**GOAL:** Nothing in the data should change when you return it, but leave the pictures out.

**DATA FOR PROCESSING:**
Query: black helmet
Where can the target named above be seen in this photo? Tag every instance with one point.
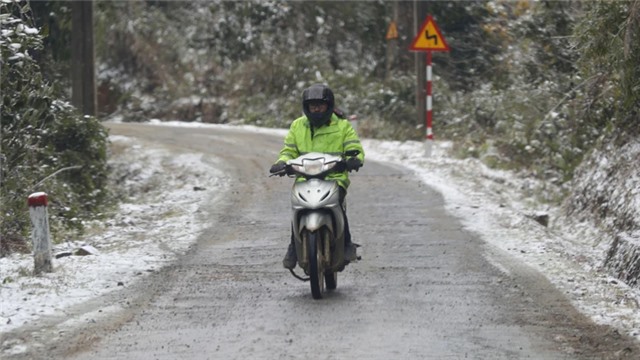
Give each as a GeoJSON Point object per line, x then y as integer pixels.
{"type": "Point", "coordinates": [315, 93]}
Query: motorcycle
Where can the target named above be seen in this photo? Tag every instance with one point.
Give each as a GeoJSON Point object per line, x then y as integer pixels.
{"type": "Point", "coordinates": [318, 218]}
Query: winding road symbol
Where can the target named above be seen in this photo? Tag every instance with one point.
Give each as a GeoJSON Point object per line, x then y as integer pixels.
{"type": "Point", "coordinates": [429, 38]}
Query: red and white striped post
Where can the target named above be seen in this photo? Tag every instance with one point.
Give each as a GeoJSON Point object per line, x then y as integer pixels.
{"type": "Point", "coordinates": [429, 38]}
{"type": "Point", "coordinates": [38, 203]}
{"type": "Point", "coordinates": [429, 108]}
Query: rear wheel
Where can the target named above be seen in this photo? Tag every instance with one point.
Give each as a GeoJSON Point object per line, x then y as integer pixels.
{"type": "Point", "coordinates": [316, 273]}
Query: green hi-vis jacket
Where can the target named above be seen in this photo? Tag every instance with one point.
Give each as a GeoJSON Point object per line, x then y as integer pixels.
{"type": "Point", "coordinates": [335, 138]}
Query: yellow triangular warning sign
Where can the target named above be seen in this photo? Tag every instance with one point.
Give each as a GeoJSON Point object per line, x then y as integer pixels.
{"type": "Point", "coordinates": [392, 32]}
{"type": "Point", "coordinates": [429, 38]}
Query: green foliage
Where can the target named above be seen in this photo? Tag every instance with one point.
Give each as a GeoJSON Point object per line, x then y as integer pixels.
{"type": "Point", "coordinates": [41, 135]}
{"type": "Point", "coordinates": [609, 39]}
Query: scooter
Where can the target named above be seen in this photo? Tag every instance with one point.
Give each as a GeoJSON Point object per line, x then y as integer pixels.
{"type": "Point", "coordinates": [318, 218]}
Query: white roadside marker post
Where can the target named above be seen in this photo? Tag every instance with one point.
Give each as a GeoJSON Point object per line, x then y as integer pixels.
{"type": "Point", "coordinates": [41, 238]}
{"type": "Point", "coordinates": [429, 38]}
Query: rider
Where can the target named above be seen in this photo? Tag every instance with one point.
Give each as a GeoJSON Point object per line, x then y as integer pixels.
{"type": "Point", "coordinates": [321, 130]}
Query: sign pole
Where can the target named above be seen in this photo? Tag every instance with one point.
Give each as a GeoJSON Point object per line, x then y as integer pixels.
{"type": "Point", "coordinates": [429, 39]}
{"type": "Point", "coordinates": [429, 117]}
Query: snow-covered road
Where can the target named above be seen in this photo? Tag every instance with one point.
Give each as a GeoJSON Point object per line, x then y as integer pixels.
{"type": "Point", "coordinates": [166, 189]}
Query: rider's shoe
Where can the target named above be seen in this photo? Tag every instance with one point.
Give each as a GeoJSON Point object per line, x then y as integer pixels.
{"type": "Point", "coordinates": [350, 252]}
{"type": "Point", "coordinates": [291, 258]}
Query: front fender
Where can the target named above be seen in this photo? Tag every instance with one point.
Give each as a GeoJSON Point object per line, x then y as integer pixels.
{"type": "Point", "coordinates": [313, 221]}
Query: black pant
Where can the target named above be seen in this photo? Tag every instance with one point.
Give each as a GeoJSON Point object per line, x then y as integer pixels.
{"type": "Point", "coordinates": [347, 233]}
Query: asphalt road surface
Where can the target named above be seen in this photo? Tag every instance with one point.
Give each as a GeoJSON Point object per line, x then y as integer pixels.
{"type": "Point", "coordinates": [425, 288]}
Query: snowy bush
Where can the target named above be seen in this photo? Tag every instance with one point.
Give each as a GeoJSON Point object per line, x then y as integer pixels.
{"type": "Point", "coordinates": [45, 144]}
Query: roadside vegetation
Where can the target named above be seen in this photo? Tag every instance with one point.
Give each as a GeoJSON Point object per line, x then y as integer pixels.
{"type": "Point", "coordinates": [533, 87]}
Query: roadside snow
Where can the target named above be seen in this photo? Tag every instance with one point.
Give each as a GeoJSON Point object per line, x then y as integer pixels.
{"type": "Point", "coordinates": [159, 221]}
{"type": "Point", "coordinates": [488, 202]}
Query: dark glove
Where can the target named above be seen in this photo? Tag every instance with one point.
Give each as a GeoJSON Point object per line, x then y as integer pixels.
{"type": "Point", "coordinates": [278, 168]}
{"type": "Point", "coordinates": [353, 164]}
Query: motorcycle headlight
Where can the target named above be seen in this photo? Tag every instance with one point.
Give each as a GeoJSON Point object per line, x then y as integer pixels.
{"type": "Point", "coordinates": [313, 166]}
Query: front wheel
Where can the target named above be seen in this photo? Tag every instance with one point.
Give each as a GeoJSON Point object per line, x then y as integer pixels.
{"type": "Point", "coordinates": [316, 274]}
{"type": "Point", "coordinates": [331, 279]}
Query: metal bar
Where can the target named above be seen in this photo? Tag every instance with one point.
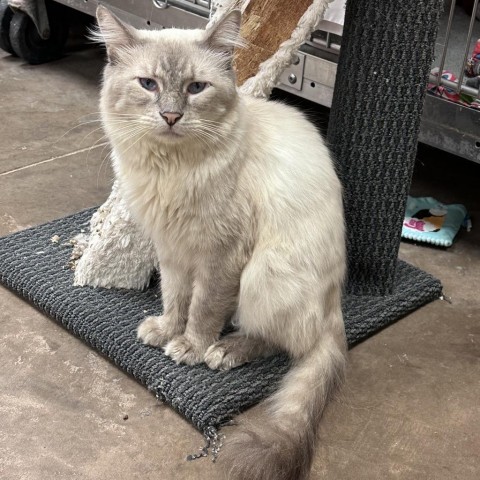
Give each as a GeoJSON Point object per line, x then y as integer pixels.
{"type": "Point", "coordinates": [467, 45]}
{"type": "Point", "coordinates": [445, 47]}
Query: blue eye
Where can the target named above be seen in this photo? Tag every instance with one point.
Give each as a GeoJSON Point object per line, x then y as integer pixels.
{"type": "Point", "coordinates": [197, 87]}
{"type": "Point", "coordinates": [148, 84]}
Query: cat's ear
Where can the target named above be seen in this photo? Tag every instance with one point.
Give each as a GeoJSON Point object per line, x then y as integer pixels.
{"type": "Point", "coordinates": [224, 36]}
{"type": "Point", "coordinates": [114, 33]}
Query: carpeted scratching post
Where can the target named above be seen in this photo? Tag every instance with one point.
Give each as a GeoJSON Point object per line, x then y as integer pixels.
{"type": "Point", "coordinates": [387, 51]}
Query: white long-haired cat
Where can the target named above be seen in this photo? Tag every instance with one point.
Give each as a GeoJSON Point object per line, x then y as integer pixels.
{"type": "Point", "coordinates": [242, 203]}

**THE RESULT:**
Query: black helmet
Where can the target named above be seen in this photo? Tag every instance with one point.
Give each as a GeoJSON Point object per line, x then y as integer pixels.
{"type": "Point", "coordinates": [315, 93]}
Query: motorcycle
Where can the target named above be seen in this photo? Tag every instance with one point.
Give each as a GeoJSON Point object per line, x then y as integer pixels.
{"type": "Point", "coordinates": [318, 218]}
Query: winding road symbol
Where can the target named above be seen in this photo? Tag every instance with one point.
Give each as a GeoJSON Point object per line, x then y as integer pixels.
{"type": "Point", "coordinates": [429, 38]}
Query: red and white striped post
Where can the target named above be seen in this photo? Tag every instance with one point.
Give each as a GeoJSON Point object per line, x then y as integer pixels.
{"type": "Point", "coordinates": [429, 38]}
{"type": "Point", "coordinates": [38, 203]}
{"type": "Point", "coordinates": [429, 108]}
Query: rear wheel
Where can the target named above be seen in this photo? Tag every instance with one point.
Give each as a GeoJSON Point object per line, x then y as integer pixels.
{"type": "Point", "coordinates": [316, 273]}
Query: green hi-vis jacket
Where can the target named above be seen in this photo? Tag every instance with one point.
Give each as a GeoJSON Point object per line, x then y as integer pixels.
{"type": "Point", "coordinates": [335, 138]}
Query: yellow triangular warning sign
Where can the target named above be seen in this photo? Tag every instance with one point.
Give each as a GeoJSON Point object per line, x then y as integer pixels.
{"type": "Point", "coordinates": [392, 32]}
{"type": "Point", "coordinates": [429, 38]}
Query: green foliage
Where can the target named above be seen in this photo? Tag every instance with one point.
Give each as a GeoJSON Point object per line, x then y as integer pixels.
{"type": "Point", "coordinates": [41, 135]}
{"type": "Point", "coordinates": [609, 39]}
Query: scooter
Where can the target named above be seen in this photo? Tag every instance with one point.
Give each as a GeoJSON Point object per line, x then y as integer pixels.
{"type": "Point", "coordinates": [318, 218]}
Query: white roadside marker post
Where can the target named above be seen in this photo? Tag every instance with one point.
Give each as a GeoJSON Point object per line, x then y as integer pixels.
{"type": "Point", "coordinates": [41, 238]}
{"type": "Point", "coordinates": [429, 38]}
Query: rider
Where can the target named above be seen in this photo? Tag every instance with one point.
Give each as a GeoJSON Point object per line, x then y as integer pixels.
{"type": "Point", "coordinates": [321, 130]}
Query: sign pole
Where can the target named above be seen in this photo? Tag every instance with one point.
Give each as a GeoJSON Point object per line, x then y as integer pixels.
{"type": "Point", "coordinates": [429, 39]}
{"type": "Point", "coordinates": [429, 117]}
Query: snow-covered road
Where can the target named above be seen in this photo? Tag every instance with one point.
Give each as a GeoJSON Point object per line, x then y as integer pixels.
{"type": "Point", "coordinates": [166, 189]}
Query: rider's shoe
Where can the target named above be seen in this photo? Tag every instance with one point.
Give each as a GeoJSON Point object per line, x then y as integer pixels.
{"type": "Point", "coordinates": [350, 252]}
{"type": "Point", "coordinates": [291, 258]}
Query: front fender
Where can the target named above be seen in this photo? Tag every instance with one point.
Give each as a GeoJSON Point object per line, x then y as integer pixels.
{"type": "Point", "coordinates": [313, 221]}
Query: black pant
Where can the target named above be seen in this photo? Tag every instance with one point.
Give each as a GeoJSON Point object per line, x then y as integer pixels.
{"type": "Point", "coordinates": [347, 233]}
Query: asphalt road surface
Where can the target named above be seen in this photo? Tag every instance with one point.
Give each as a GeoJSON Point object per line, x then y as integer pixels.
{"type": "Point", "coordinates": [425, 288]}
Query: snowy bush
Where can the target named above be seen in this photo? Tag every instance with one point.
Give each as a GeoJSON Point object per line, x then y as integer pixels.
{"type": "Point", "coordinates": [45, 144]}
Query: roadside vegetation
Where can the target named above be seen in this photo? Tag every instance with one point.
Give each as a GeoJSON Point object per line, x then y as integer pixels.
{"type": "Point", "coordinates": [533, 87]}
Query: roadside snow
Where can the target named above be seen in this photo? Tag every instance with one point.
Give each as a GeoJSON Point object per line, x then y as integer pixels.
{"type": "Point", "coordinates": [159, 221]}
{"type": "Point", "coordinates": [488, 202]}
Query: dark glove
Where can the target named above be seen in this photo? Tag every instance with one point.
Give each as a GeoJSON Point object per line, x then y as integer pixels.
{"type": "Point", "coordinates": [278, 168]}
{"type": "Point", "coordinates": [353, 164]}
Query: motorcycle headlight
Where can the target named above be seen in this photo? Tag every instance with one point.
Give each as a GeoJSON Point object per line, x then y as integer pixels.
{"type": "Point", "coordinates": [313, 166]}
Query: front wheel
Where can the target named above be seen in this photo? Tag every instance with one point.
Give each as a GeoJSON Point object per line, x then y as integer pixels.
{"type": "Point", "coordinates": [316, 274]}
{"type": "Point", "coordinates": [331, 279]}
Query: metal bar
Where can the target named above be seen in this photo? Tag every instance with one point.
Give each as a GeoJSON Point object per line, x then y as integer pixels.
{"type": "Point", "coordinates": [467, 45]}
{"type": "Point", "coordinates": [445, 47]}
Query: blue eye
Where can the target named above be seen in this photo? Tag every instance with one point.
Give each as a GeoJSON Point object per line, x then y as integer pixels.
{"type": "Point", "coordinates": [197, 87]}
{"type": "Point", "coordinates": [148, 84]}
Query: cat's ear
Where can the target named above be seen in this photo? Tag every instance with one point.
Give each as a GeoJSON Point object per line, x then y as integer pixels.
{"type": "Point", "coordinates": [224, 36]}
{"type": "Point", "coordinates": [114, 33]}
Query: carpeted scratching post
Where can the target named above be seen in this photo? Tag every instance with one point.
Give each as a GeoJSON Point object per line, x then y as integer pixels.
{"type": "Point", "coordinates": [387, 51]}
Query: white long-haired cat
Where can the target named above be seen in this photo? Tag every instance with one point.
Give each as a GeoJSON Point object per line, x then y as integer pixels.
{"type": "Point", "coordinates": [242, 203]}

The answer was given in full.